(Point-based annotation data)

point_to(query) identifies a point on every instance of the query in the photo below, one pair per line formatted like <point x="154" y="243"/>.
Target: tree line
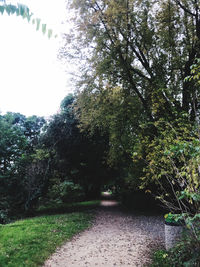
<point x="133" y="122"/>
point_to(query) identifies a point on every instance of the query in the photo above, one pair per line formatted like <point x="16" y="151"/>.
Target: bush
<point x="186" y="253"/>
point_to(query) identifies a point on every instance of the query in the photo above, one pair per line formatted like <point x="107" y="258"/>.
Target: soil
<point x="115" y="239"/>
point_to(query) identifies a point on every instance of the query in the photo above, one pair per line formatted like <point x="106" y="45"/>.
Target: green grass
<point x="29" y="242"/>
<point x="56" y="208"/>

---

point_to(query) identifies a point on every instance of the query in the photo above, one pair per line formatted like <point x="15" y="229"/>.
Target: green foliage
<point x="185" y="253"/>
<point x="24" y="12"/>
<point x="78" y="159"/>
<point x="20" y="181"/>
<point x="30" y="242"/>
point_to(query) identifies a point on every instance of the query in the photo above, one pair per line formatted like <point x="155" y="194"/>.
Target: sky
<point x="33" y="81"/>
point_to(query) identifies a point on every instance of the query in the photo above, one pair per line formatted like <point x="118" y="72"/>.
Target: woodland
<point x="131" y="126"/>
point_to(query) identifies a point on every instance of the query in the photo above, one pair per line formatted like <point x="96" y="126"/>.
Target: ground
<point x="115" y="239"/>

INSTRUCTIONS TO FOLLOW -
Select every line in the entries above that contains the word "green", and copy each one.

WRITTEN ANSWER -
Target: green grass
Target: green foliage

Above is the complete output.